DIRECTIONS:
Which lines in the rows below contain the word "heron"? Gather all of them, copying each line in full.

Point labeling data from photos:
......
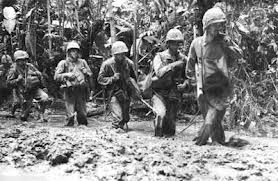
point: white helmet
(119, 47)
(213, 15)
(20, 54)
(174, 35)
(73, 45)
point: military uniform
(166, 96)
(118, 90)
(28, 88)
(75, 90)
(213, 58)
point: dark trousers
(166, 115)
(75, 101)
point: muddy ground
(48, 151)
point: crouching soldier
(73, 74)
(115, 73)
(208, 58)
(168, 66)
(27, 81)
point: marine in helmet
(208, 59)
(115, 73)
(73, 74)
(168, 68)
(28, 84)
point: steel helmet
(213, 15)
(73, 45)
(119, 47)
(174, 35)
(20, 54)
(6, 59)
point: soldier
(73, 74)
(27, 81)
(209, 55)
(5, 64)
(167, 68)
(115, 73)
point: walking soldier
(167, 68)
(28, 83)
(208, 58)
(73, 74)
(116, 73)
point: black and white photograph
(138, 90)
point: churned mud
(48, 151)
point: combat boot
(82, 120)
(70, 122)
(158, 131)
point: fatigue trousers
(166, 115)
(213, 115)
(37, 94)
(75, 101)
(120, 111)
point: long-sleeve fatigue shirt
(67, 66)
(163, 64)
(24, 71)
(109, 68)
(215, 55)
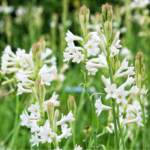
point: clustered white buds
(46, 132)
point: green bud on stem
(50, 113)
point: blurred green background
(50, 19)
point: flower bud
(110, 30)
(38, 58)
(104, 12)
(109, 15)
(106, 29)
(35, 49)
(50, 113)
(37, 82)
(139, 81)
(56, 114)
(137, 66)
(117, 65)
(84, 18)
(41, 92)
(143, 70)
(42, 44)
(72, 104)
(102, 46)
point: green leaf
(95, 122)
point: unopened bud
(143, 70)
(110, 15)
(110, 30)
(139, 81)
(41, 92)
(104, 13)
(72, 104)
(102, 20)
(50, 113)
(35, 49)
(137, 66)
(117, 65)
(102, 46)
(56, 114)
(38, 58)
(42, 44)
(106, 27)
(36, 85)
(116, 38)
(84, 18)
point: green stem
(90, 145)
(74, 143)
(16, 122)
(113, 110)
(8, 136)
(115, 124)
(95, 139)
(120, 129)
(144, 129)
(86, 91)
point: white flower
(92, 71)
(114, 51)
(121, 94)
(53, 100)
(71, 37)
(25, 119)
(35, 140)
(22, 90)
(62, 77)
(94, 37)
(23, 62)
(94, 63)
(111, 91)
(57, 148)
(129, 111)
(116, 41)
(35, 110)
(20, 53)
(133, 90)
(46, 78)
(136, 103)
(47, 53)
(110, 128)
(67, 56)
(35, 127)
(78, 57)
(128, 82)
(143, 92)
(138, 120)
(92, 48)
(52, 24)
(51, 60)
(68, 118)
(46, 134)
(106, 81)
(100, 107)
(72, 48)
(65, 132)
(125, 51)
(124, 65)
(78, 147)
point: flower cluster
(46, 130)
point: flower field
(74, 74)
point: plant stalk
(120, 129)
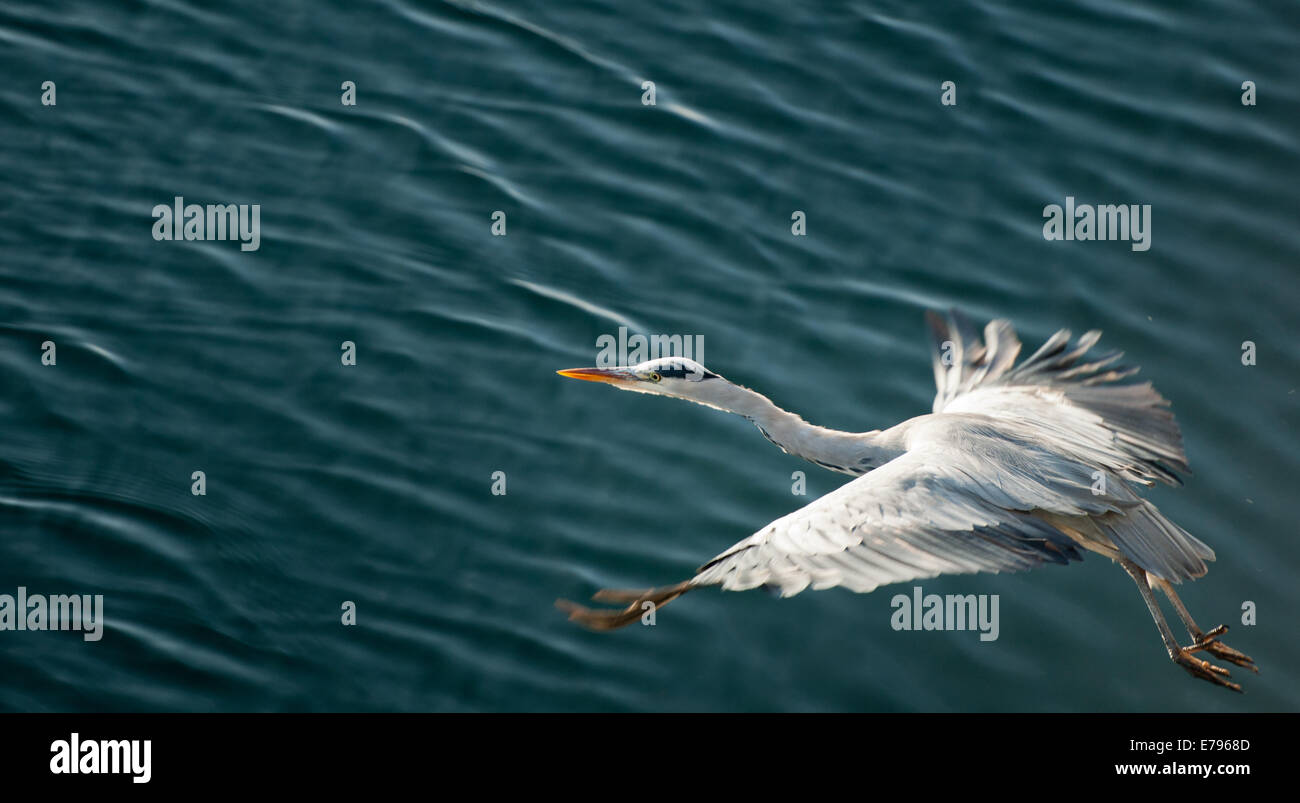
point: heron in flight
(1017, 467)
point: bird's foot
(1209, 643)
(1203, 669)
(638, 604)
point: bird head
(676, 377)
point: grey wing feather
(1057, 393)
(921, 515)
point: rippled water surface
(373, 482)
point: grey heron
(1015, 467)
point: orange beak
(614, 376)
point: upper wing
(924, 513)
(1060, 395)
(970, 497)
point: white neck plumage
(839, 451)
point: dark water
(373, 482)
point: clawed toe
(1209, 643)
(1204, 669)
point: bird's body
(1015, 467)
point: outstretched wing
(921, 515)
(970, 500)
(1061, 394)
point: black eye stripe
(681, 373)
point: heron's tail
(597, 619)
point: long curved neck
(839, 451)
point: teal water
(373, 482)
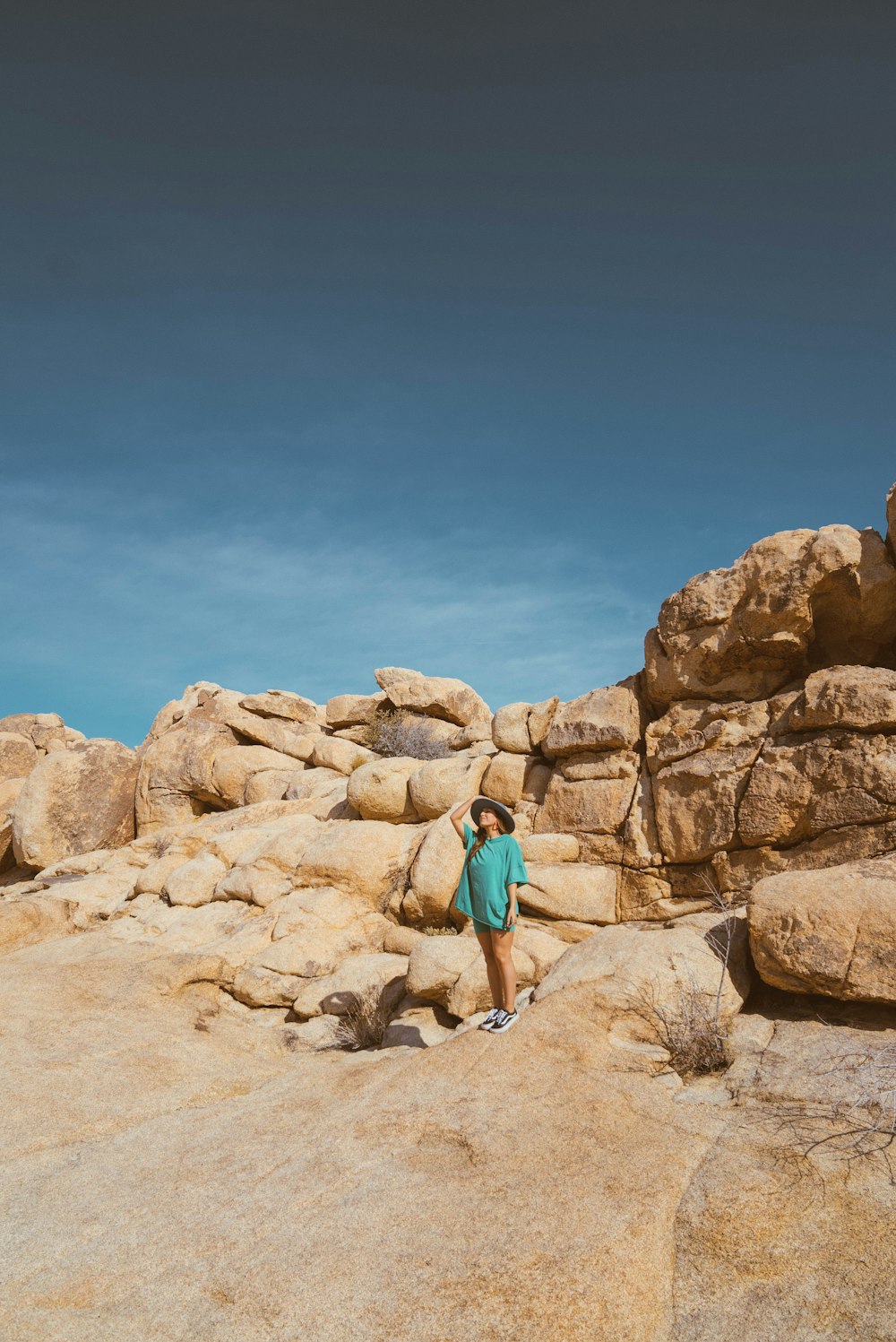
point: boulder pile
(304, 850)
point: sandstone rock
(451, 971)
(175, 780)
(337, 992)
(342, 756)
(510, 728)
(437, 785)
(791, 599)
(18, 756)
(32, 918)
(194, 880)
(435, 874)
(547, 847)
(594, 805)
(601, 720)
(504, 779)
(437, 697)
(280, 704)
(802, 785)
(863, 698)
(75, 800)
(378, 791)
(620, 966)
(541, 717)
(369, 858)
(349, 710)
(828, 931)
(570, 890)
(235, 766)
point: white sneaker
(504, 1020)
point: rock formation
(272, 859)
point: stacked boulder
(305, 850)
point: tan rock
(607, 764)
(18, 756)
(378, 791)
(437, 785)
(435, 874)
(342, 756)
(336, 993)
(828, 931)
(175, 780)
(746, 631)
(617, 966)
(194, 880)
(504, 779)
(601, 720)
(594, 805)
(75, 800)
(802, 785)
(369, 858)
(570, 890)
(280, 704)
(32, 918)
(349, 710)
(436, 697)
(541, 717)
(234, 766)
(510, 728)
(547, 847)
(863, 698)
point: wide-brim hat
(487, 804)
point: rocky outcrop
(75, 800)
(828, 931)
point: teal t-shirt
(482, 893)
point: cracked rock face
(828, 931)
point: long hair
(480, 837)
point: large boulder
(828, 931)
(793, 602)
(436, 697)
(435, 874)
(336, 993)
(437, 785)
(18, 756)
(601, 720)
(378, 789)
(577, 890)
(74, 801)
(624, 968)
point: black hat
(487, 804)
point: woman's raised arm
(459, 812)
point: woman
(487, 893)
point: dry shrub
(393, 734)
(365, 1021)
(858, 1123)
(688, 1026)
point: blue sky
(453, 340)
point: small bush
(393, 734)
(365, 1021)
(687, 1026)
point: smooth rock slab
(828, 931)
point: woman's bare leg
(502, 948)
(495, 980)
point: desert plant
(690, 1026)
(857, 1123)
(364, 1023)
(393, 734)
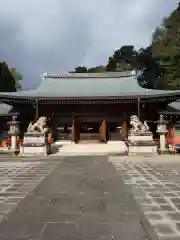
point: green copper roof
(91, 85)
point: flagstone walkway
(83, 198)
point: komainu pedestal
(140, 139)
(36, 139)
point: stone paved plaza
(155, 184)
(17, 179)
(90, 197)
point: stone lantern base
(35, 143)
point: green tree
(166, 51)
(7, 81)
(124, 59)
(17, 77)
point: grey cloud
(57, 35)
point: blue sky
(57, 35)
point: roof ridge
(90, 75)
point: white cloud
(57, 35)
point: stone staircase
(92, 149)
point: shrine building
(90, 106)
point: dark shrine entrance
(89, 129)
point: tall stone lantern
(162, 131)
(13, 132)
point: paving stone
(164, 229)
(174, 216)
(167, 208)
(88, 204)
(160, 200)
(154, 216)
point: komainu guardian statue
(39, 126)
(138, 126)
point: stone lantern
(13, 132)
(162, 131)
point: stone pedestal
(13, 133)
(162, 131)
(141, 144)
(162, 142)
(35, 144)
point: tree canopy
(9, 78)
(159, 62)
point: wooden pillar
(37, 110)
(75, 131)
(124, 130)
(102, 131)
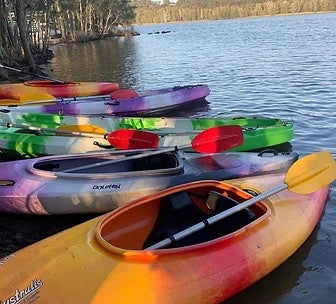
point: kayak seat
(178, 212)
(219, 203)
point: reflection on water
(283, 280)
(117, 57)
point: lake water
(282, 67)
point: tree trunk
(20, 18)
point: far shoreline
(247, 17)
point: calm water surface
(281, 67)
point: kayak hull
(146, 102)
(39, 186)
(258, 132)
(67, 89)
(96, 270)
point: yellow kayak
(105, 260)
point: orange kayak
(105, 260)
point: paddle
(32, 74)
(306, 175)
(121, 139)
(211, 140)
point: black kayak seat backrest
(178, 212)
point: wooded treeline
(26, 26)
(190, 10)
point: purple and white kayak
(90, 183)
(143, 103)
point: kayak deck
(161, 218)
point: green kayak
(17, 138)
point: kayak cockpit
(165, 163)
(147, 222)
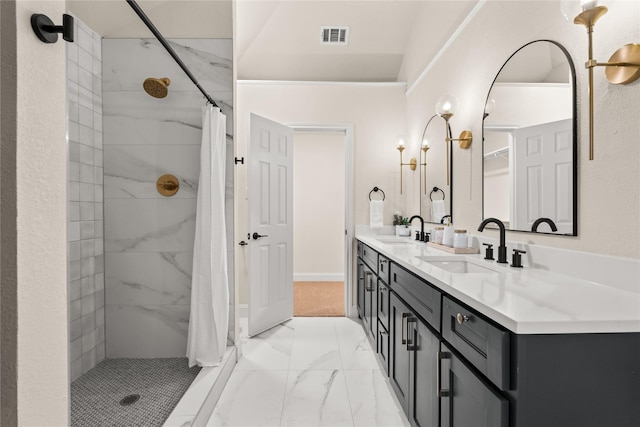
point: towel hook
(376, 189)
(435, 190)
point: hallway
(309, 371)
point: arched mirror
(436, 185)
(530, 142)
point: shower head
(158, 88)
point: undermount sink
(457, 265)
(394, 241)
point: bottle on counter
(447, 235)
(460, 239)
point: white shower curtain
(209, 317)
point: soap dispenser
(447, 235)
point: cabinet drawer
(370, 257)
(423, 298)
(383, 268)
(383, 304)
(482, 343)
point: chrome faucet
(502, 249)
(422, 235)
(537, 222)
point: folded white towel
(376, 214)
(437, 210)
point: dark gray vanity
(451, 365)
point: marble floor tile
(332, 379)
(355, 349)
(251, 398)
(270, 350)
(371, 399)
(316, 398)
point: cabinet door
(423, 403)
(398, 354)
(370, 319)
(383, 304)
(383, 346)
(467, 400)
(360, 288)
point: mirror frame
(574, 123)
(421, 189)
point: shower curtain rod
(169, 49)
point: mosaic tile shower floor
(96, 395)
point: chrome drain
(130, 400)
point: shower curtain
(209, 317)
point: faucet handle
(489, 251)
(516, 260)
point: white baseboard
(338, 277)
(243, 310)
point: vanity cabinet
(467, 399)
(452, 366)
(368, 291)
(414, 346)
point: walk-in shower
(130, 247)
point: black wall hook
(47, 32)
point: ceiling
(280, 40)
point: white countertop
(525, 301)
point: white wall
(466, 70)
(378, 116)
(318, 206)
(34, 233)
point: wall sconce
(47, 32)
(446, 107)
(623, 66)
(413, 163)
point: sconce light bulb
(489, 107)
(446, 104)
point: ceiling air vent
(334, 35)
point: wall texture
(85, 194)
(149, 237)
(34, 234)
(609, 186)
(318, 206)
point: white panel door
(270, 204)
(543, 177)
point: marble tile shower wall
(149, 237)
(85, 198)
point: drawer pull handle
(368, 281)
(404, 327)
(441, 355)
(411, 346)
(461, 318)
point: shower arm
(169, 49)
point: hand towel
(376, 214)
(437, 210)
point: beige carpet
(315, 299)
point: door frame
(349, 307)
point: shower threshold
(197, 404)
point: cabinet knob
(461, 318)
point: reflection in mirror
(529, 141)
(435, 188)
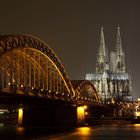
......
OUTPUT BELOW:
point: heron in flight
point: grey heron
point: heron's tail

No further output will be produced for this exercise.